Proportion is a central principle of architectural theory and an important connection between mathematics and art. It is the visual effect of the relationship of the various objects and spaces that make up a structure to one another and to the whole. These relationships are often governed by multiples of a standard unit of length known as a "module".

Proportion in architecture was discussed by Vitruvius, Leon Battista Alberti, Andrea Palladio, and Le Corbusier among others.

Roman architecture

Vitruvius 

Architecture in Roman antiquity was rarely documented except in the writings of Vitruvius' treatise De architectura. Vitruvius served as an engineer under Julius Caesar during the first Gallic Wars (58–50 BC). The treatise was dedicated to Emperor Augustus. As Vitruvius defined the concept in the first chapters of the treatise, he mentioned the three prerequisites of architecture are firmness (firmitas), commodity (utilitas), and delight (venustas), which require the architects to be equipped with a varied kind of learning and knowledge of many branches. Moreover, Vitruvius identified the "Six Principles of Design" as order (ordinatio), arrangement (dispositio), proportion (eurythmia), symmetry (symmetria), propriety (decor) and economy (distributio). Among the six principles, proportion interrelates and supports all the other factors in geometrical forms and arithmetical ratios.

(Pointing and labeling entries)
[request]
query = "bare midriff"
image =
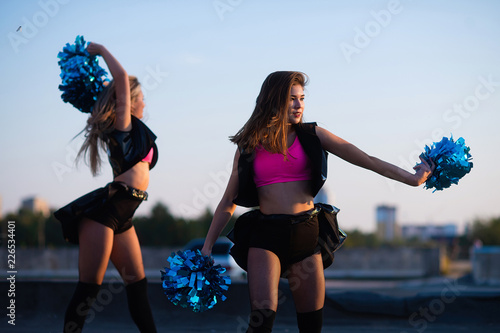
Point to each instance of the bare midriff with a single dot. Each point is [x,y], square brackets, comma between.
[285,198]
[136,177]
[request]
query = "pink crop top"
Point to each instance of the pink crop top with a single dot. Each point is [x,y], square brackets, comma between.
[149,156]
[272,168]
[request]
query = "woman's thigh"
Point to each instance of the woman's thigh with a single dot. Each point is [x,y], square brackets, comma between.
[126,256]
[263,278]
[307,284]
[95,242]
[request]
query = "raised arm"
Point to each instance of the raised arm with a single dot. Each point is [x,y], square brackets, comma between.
[356,156]
[122,86]
[224,210]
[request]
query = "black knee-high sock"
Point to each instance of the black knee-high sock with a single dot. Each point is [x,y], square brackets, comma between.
[138,305]
[78,308]
[310,322]
[261,321]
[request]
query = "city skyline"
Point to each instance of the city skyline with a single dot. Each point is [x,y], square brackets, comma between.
[388,76]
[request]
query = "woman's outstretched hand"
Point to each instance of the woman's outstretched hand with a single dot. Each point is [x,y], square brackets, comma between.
[95,49]
[423,171]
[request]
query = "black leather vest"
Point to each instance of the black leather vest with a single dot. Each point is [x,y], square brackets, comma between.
[126,149]
[306,133]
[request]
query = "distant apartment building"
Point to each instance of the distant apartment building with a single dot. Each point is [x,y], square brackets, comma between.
[36,205]
[430,232]
[387,227]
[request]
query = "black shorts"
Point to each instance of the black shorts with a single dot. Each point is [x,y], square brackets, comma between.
[291,237]
[112,205]
[117,212]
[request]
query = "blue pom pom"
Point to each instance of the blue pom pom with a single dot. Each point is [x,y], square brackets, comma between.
[452,160]
[192,280]
[82,77]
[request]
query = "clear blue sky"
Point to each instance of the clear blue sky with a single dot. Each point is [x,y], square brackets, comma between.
[388,76]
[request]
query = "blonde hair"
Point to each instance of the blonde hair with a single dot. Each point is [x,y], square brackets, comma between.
[268,124]
[101,123]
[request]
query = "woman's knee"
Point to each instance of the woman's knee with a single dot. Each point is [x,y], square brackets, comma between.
[263,278]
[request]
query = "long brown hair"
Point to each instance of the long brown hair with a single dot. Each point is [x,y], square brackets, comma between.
[268,124]
[102,122]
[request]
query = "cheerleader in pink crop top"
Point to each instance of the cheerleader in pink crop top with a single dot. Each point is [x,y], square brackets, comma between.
[272,168]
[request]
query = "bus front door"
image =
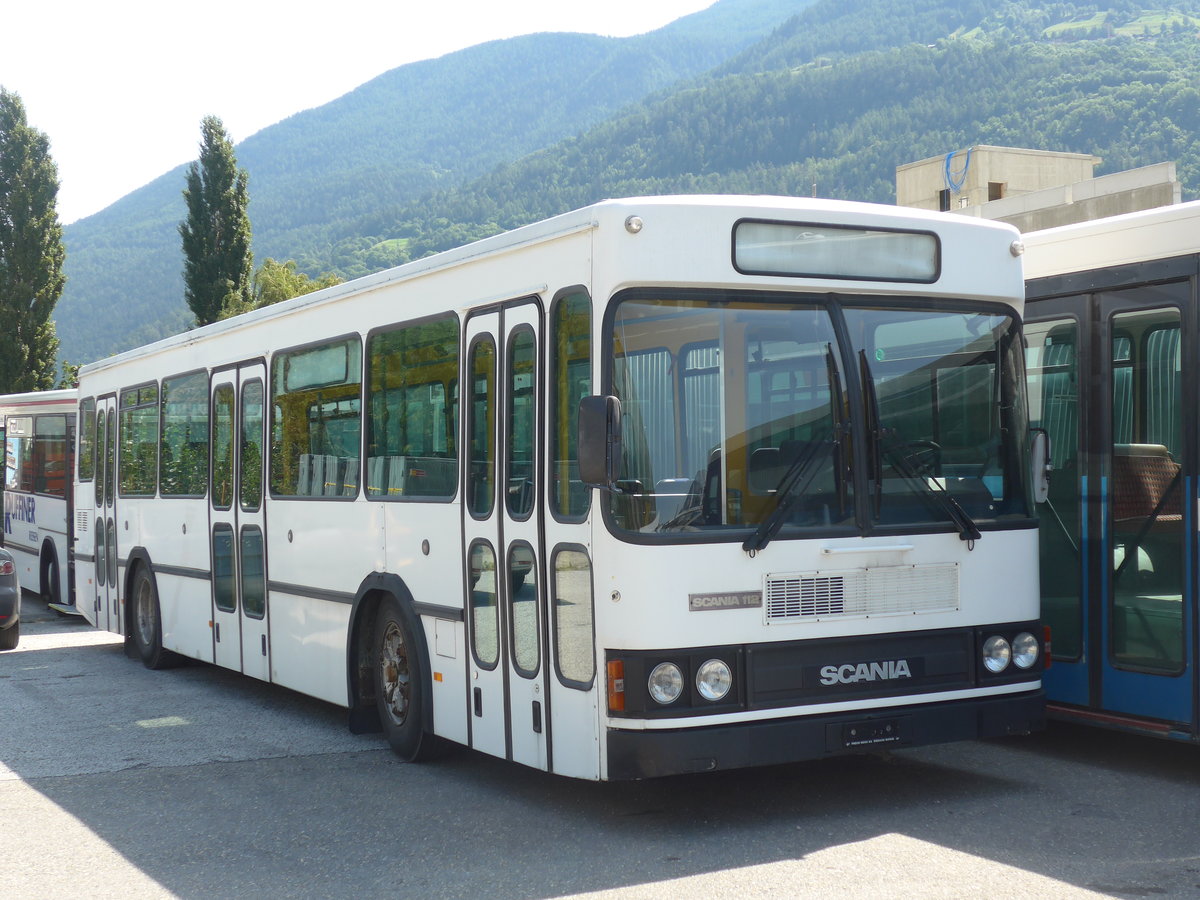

* WORK INSTRUCTIONS
**A.** According to the text on proportion in architecture, why must architects have a varied kind of learning and knowledge of many branches?
**B.** Could you carry on the text on proportion in architecture from its last sentence?

* TASK-BY-TASK ANSWERS
**A.** In Vitruvius' account, architecture has three prerequisites: firmness (firmitas), commodity (utilitas) and delight (venustas). Meeting these three is what requires architects to have a varied kind of learning and knowledge of many branches.

**B.**
The word symmetria, usually translated to "symmetry" in modern renderings, in ancient times meant something more closely related to "mathematical harmony" and measurable proportions. Vitruvius tried to describe his theory in the makeup of the human body,  which he referred to as the perfect or golden ratio. The principles of measurement units digit, foot, and cubit also came from the dimensions of a Vitruvian Man. More specifically, Vitruvius used the total height of 6 feet of a person, and each part of the body takes up a different ratio. For example, the face is about 1/10 of the total height, and the head is about 1/8 of the total height. Vitruvius used these ratios to prove that the composition of classical orders mimicked the human body, thereby ensuring aesthetic harmonization when people viewed architectural columns.

Classical architecture

In classical architecture, the module was established as the radius of the lower shaft of a classical column, with proportions expressed as a fraction or multiple of that module.

Le Corbusier

In his Le Modulor (1948), Le Corbusier presented a system of proportions which took the golden ratio and a man with a raised arm as the scalable modules of proportion.

See also
 History of architecture
 Mathematics and architecture
 Mathematics and art

References

Further reading
 P. H. Scholfield (1958). The Theory of Proportion in Architecture. Cambridge University Press.
 Hanno-Walter Kruft (1994). History of Architectural Theory. Princeton Architectural Press. .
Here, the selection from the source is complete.